__PROBLEM STATEMENT__: Your task is to set down the line containing "# for every" and every later line of the entries, word for word, including the last.

---- SOURCE MATERIAL

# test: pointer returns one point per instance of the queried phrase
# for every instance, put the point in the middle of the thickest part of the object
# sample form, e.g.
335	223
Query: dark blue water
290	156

--------

__EXERCISE RESPONSE__:
# for every instance, put the point in the middle of the thickest part of the object
# sample form, e.g.
335	223
Query: dark blue water
290	156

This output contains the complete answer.